*** Dataset

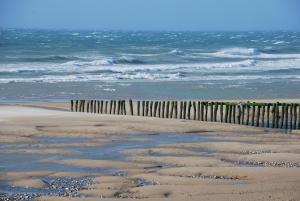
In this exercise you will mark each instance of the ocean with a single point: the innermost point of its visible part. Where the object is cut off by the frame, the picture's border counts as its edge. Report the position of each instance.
(43, 65)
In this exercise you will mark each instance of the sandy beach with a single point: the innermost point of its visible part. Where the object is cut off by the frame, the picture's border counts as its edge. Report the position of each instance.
(48, 153)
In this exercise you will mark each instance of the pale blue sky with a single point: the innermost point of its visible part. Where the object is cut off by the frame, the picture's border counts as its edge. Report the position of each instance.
(151, 14)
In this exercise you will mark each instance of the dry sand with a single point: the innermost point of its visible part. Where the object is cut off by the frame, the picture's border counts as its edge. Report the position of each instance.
(181, 171)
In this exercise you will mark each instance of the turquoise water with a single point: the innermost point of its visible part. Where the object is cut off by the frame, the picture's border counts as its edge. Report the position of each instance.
(38, 65)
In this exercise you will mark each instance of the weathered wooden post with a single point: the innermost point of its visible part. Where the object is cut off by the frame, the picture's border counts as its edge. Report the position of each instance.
(115, 106)
(163, 109)
(226, 112)
(211, 111)
(159, 109)
(131, 107)
(167, 109)
(138, 108)
(263, 115)
(110, 106)
(194, 110)
(181, 110)
(198, 110)
(143, 108)
(258, 115)
(88, 106)
(239, 113)
(147, 108)
(172, 109)
(298, 116)
(216, 111)
(291, 116)
(248, 113)
(268, 115)
(221, 111)
(155, 108)
(206, 111)
(286, 116)
(92, 106)
(253, 114)
(234, 112)
(202, 111)
(295, 116)
(273, 115)
(189, 110)
(243, 113)
(282, 115)
(151, 108)
(72, 105)
(106, 105)
(124, 106)
(230, 112)
(176, 110)
(184, 110)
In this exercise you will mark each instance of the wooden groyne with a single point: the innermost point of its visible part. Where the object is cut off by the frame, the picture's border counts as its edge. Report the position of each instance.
(270, 115)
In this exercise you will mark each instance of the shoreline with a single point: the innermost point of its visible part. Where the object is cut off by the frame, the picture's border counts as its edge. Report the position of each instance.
(129, 157)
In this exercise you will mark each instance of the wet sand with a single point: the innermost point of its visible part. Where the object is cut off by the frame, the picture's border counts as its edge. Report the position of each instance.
(48, 153)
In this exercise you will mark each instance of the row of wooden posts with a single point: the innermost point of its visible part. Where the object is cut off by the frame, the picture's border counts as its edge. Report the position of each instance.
(274, 115)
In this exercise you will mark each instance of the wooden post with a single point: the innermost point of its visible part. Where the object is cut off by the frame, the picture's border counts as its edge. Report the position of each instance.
(195, 110)
(273, 115)
(282, 115)
(138, 108)
(286, 116)
(147, 109)
(88, 106)
(143, 108)
(291, 116)
(253, 114)
(124, 106)
(239, 113)
(101, 106)
(155, 108)
(184, 110)
(131, 107)
(163, 109)
(206, 111)
(159, 108)
(234, 112)
(226, 112)
(263, 115)
(151, 108)
(248, 113)
(258, 115)
(198, 110)
(230, 113)
(172, 109)
(115, 106)
(221, 112)
(243, 113)
(110, 106)
(268, 115)
(91, 106)
(106, 104)
(72, 105)
(216, 111)
(211, 111)
(298, 116)
(167, 109)
(295, 116)
(189, 110)
(80, 106)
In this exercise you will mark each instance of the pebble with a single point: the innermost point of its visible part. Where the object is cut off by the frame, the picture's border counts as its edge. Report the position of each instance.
(57, 186)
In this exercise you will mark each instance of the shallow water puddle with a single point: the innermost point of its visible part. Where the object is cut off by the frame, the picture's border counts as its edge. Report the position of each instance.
(25, 162)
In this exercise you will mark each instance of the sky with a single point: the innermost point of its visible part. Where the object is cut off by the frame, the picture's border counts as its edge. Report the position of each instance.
(200, 15)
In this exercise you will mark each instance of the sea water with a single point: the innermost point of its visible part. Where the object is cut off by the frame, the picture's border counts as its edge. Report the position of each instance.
(41, 65)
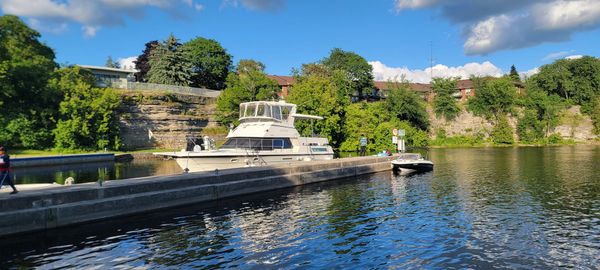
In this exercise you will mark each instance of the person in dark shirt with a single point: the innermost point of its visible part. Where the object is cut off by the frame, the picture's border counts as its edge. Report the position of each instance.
(363, 145)
(5, 176)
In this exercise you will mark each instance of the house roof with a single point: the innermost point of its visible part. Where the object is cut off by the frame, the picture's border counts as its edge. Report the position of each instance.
(417, 87)
(464, 84)
(283, 80)
(126, 71)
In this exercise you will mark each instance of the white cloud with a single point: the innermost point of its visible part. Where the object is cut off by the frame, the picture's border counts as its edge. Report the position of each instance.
(127, 62)
(495, 25)
(571, 57)
(557, 55)
(92, 15)
(262, 5)
(381, 72)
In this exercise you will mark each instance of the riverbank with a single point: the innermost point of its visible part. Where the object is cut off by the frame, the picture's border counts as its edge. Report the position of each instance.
(51, 206)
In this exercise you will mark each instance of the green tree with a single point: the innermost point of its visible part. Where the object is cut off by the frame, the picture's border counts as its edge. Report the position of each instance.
(405, 104)
(373, 120)
(576, 80)
(444, 103)
(529, 128)
(494, 97)
(249, 86)
(142, 63)
(318, 95)
(88, 118)
(361, 118)
(110, 63)
(514, 74)
(168, 64)
(210, 63)
(27, 106)
(358, 72)
(502, 133)
(595, 114)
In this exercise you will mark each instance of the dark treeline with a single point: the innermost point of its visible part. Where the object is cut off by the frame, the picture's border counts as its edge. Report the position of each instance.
(45, 106)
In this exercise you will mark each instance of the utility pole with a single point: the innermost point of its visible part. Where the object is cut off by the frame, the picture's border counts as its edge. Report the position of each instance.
(430, 68)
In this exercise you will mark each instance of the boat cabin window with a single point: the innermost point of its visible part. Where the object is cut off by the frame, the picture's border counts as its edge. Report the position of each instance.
(276, 112)
(260, 110)
(257, 144)
(250, 110)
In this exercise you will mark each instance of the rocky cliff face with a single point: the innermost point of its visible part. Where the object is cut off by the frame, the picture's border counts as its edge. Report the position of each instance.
(164, 120)
(573, 125)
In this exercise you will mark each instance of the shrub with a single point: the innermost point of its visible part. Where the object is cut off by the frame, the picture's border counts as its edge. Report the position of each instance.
(502, 132)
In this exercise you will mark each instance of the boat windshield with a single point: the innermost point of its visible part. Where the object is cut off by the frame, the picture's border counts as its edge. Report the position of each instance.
(278, 112)
(410, 156)
(257, 143)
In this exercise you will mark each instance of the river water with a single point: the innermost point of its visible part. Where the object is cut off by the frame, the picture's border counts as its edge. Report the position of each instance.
(480, 208)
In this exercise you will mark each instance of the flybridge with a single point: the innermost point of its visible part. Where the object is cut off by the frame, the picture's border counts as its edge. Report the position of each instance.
(277, 111)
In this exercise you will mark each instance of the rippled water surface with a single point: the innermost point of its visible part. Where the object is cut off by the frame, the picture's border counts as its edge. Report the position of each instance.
(480, 208)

******

→ **The problem**
The pictures should not be reproduced; quote all of the other material exactly.

→ **Written answer**
In this exercise you will mark each instance of the ocean with a single point: the innermost point of its visible part. Where the object is cut off by the frame, the picture's border counts as its edge. Report the position of each instance.
(43, 65)
In this exercise you will mark each instance of the sandy beach with a single point: the innermost point of its visible part. Where the object is cut off by the frame, the picture's border counts as its edge. Report the position of each instance.
(48, 153)
In this exercise you will mark each instance of the pale blue sky with a single point: the innermost point of its visible part. Where the object is cut off by the frame, the picture's border counts as its edge. Report the position of each instance.
(151, 14)
In this exercise you will mark each instance of the dry sand with a single point: the innermost point of its visible part. Where the object is cut off by the frame, the picture's border counts as its edge. Report the position of each instance.
(181, 171)
In this exercise you will mark each instance of the turquoise water with a single point: the innermost point of its visible part. Where the object is cut off by the frame, the picture's border counts as its edge. Report the position of each instance.
(38, 65)
In this exercise you will mark each instance of the weathered wooden post with a single point: the innermost point of its visible part. Where the object is cut off by the frame, the picture's border counts as its edge. Report the position of each instance.
(115, 106)
(163, 109)
(226, 112)
(211, 111)
(159, 109)
(131, 107)
(167, 109)
(138, 108)
(263, 115)
(110, 106)
(194, 110)
(181, 110)
(198, 110)
(143, 108)
(258, 115)
(88, 106)
(239, 113)
(147, 108)
(172, 109)
(298, 116)
(216, 111)
(291, 116)
(248, 113)
(268, 115)
(221, 111)
(155, 108)
(206, 111)
(286, 116)
(92, 106)
(253, 114)
(234, 112)
(202, 111)
(295, 116)
(273, 115)
(189, 110)
(243, 113)
(282, 115)
(151, 108)
(72, 105)
(106, 105)
(124, 106)
(230, 112)
(176, 110)
(184, 110)
In this exercise you will mark each instance of the wooden groyne with a single point: the innermost point of its visible part. Where the object is cut off by the frame, the picture's border counts as its edge. Report the position of each instance.
(270, 115)
In this exercise you will mark each instance of the shoreline with a single point: the innermost point of its visible part. Where the object is cut off by the frame, the picture's border counts as its edge. Report the position of each instance.
(129, 157)
In this exercise you will mark each instance of the wet sand with a single point: the innermost point of its visible part. Where the object is cut off by the frame, the picture's border counts as its edge. Report the position of each instance.
(48, 153)
In this exercise you will mark each instance of the row of wooden posts with a single point: the innermost point of its visible part. Where the object is cut off by the frame, the picture's border counts as its edge. Report the position of each instance.
(274, 115)
In this exercise you will mark each instance of the wooden post with a single point: the innermost point of its visible part. Where the object is cut off by the frame, the picture's border counts as its edge. Report the position of each instance.
(195, 110)
(273, 115)
(282, 115)
(138, 108)
(286, 116)
(147, 109)
(88, 106)
(143, 108)
(291, 116)
(253, 114)
(124, 106)
(239, 113)
(101, 106)
(155, 108)
(184, 110)
(131, 107)
(163, 109)
(206, 111)
(159, 108)
(234, 112)
(226, 112)
(263, 115)
(151, 108)
(248, 113)
(258, 115)
(198, 110)
(230, 113)
(172, 109)
(115, 106)
(221, 112)
(243, 113)
(110, 106)
(268, 115)
(91, 106)
(106, 104)
(72, 105)
(216, 111)
(211, 111)
(298, 116)
(167, 109)
(295, 116)
(189, 110)
(80, 106)
In this exercise you will mark each instance of the pebble with a single point: the innermost point of its visible part. Where the object is cut off by the frame, the picture's border counts as its edge. Report the position of each instance.
(57, 186)
In this exercise you will mark each instance of the shallow water puddle with a single point: the innermost point of its visible part. Where the object is cut off by the frame, the picture's border counts as its edge. Report the position of each instance.
(25, 162)
In this exercise you will mark each instance of the sky with a single point: the innermost point of its visible part. Where the object is cut off by the frame, the picture's border counts as its edge. Report the position of each instance.
(200, 15)
In this exercise you will mark each instance of the sea water with a single point: the innermost point of its visible part. Where the object is cut off by the frame, the picture's border counts as its edge. Report the position of each instance.
(41, 65)
In this exercise you will mark each instance of the person in dark shirt with a single point: the innermost point of its visible part. Where the object is cut off by the frame, the picture's border counts as its edge. Report the position of each instance.
(363, 145)
(5, 176)
In this exercise you will mark each instance of the house roof with a single point: the innermost point of its visible part. Where the object is cut off by the frame, the picture's border counts as its edge. Report the position of each instance.
(417, 87)
(464, 84)
(283, 80)
(126, 71)
In this exercise you will mark each instance of the white cloud with a single point: the innermost point of its visible part. Where the object is cut off by the frame, the picture's border counts as its edge. Report the position of each instance.
(127, 62)
(495, 25)
(571, 57)
(557, 55)
(92, 15)
(262, 5)
(381, 72)
In this exercise you will mark each instance of the riverbank with a single point: the innermost point of its visible part. Where the object is cut off by the frame, the picture's border counts as its edge. Report the position of each instance.
(51, 206)
In this exercise you will mark each instance of the green tree with a single point: the innermost point of its visible part. Where the object is cut off by the frame, the picture's border counts as its edge. Report the position of each instance.
(405, 104)
(373, 120)
(576, 80)
(444, 103)
(529, 128)
(494, 97)
(249, 86)
(142, 63)
(318, 95)
(88, 118)
(361, 118)
(110, 63)
(514, 74)
(168, 64)
(210, 63)
(27, 106)
(358, 72)
(502, 133)
(595, 114)
In this exercise you will mark each instance of the dark treeline with a single point: the innermost point of its visible part. Where the object is cut off by the frame, the picture's border counts as its edge. Report the position of each instance.
(45, 106)
In this exercise you will mark each instance of the utility pole with a single point: the innermost point of its visible part. Where the object is cut off by the frame, the picture's border counts as its edge. Report the position of each instance.
(430, 68)
In this exercise you will mark each instance of the boat cabin window with a single point: the innermost point of its visible part. Where the object is cut off by the frame, the picture's border counts as its edge. Report the position of each instance.
(276, 112)
(260, 110)
(257, 144)
(250, 110)
In this exercise you will mark each instance of the rocky cliff face with a single point: the innermost point of its visible part. Where the object is cut off by the frame, the picture's border counts as its edge. Report the position of each instance.
(164, 120)
(573, 125)
In this exercise you will mark each instance of the shrub with a single point: the innermost point of its visible part. Where the object is cut off by the frame, the picture's border counts as its edge. Report the position of each instance.
(502, 132)
In this exercise you will mark each instance of the boat windshield with a single point: the innermost point of its visible part. Where the object is cut off by the frame, the picture's border counts as its edge. Report the position of each instance.
(278, 112)
(410, 156)
(257, 143)
In this exercise you will mark each instance of the river water with a single point: the innermost point of its visible part. Where the object is cut off by the frame, the picture's border counts as its edge. Report the position of each instance.
(480, 208)
In this exercise you will mark each instance of the flybridge with a single point: the innermost point of its visible part. Where the object is cut off by the frame, the picture's border counts as its edge. Report the position of each instance.
(277, 111)
In this exercise you will mark each instance of the rippled water surface with a single point: the innermost point of its visible part. Where the object is cut off by the frame, the picture's border counts as its edge. Report the position of each instance.
(480, 208)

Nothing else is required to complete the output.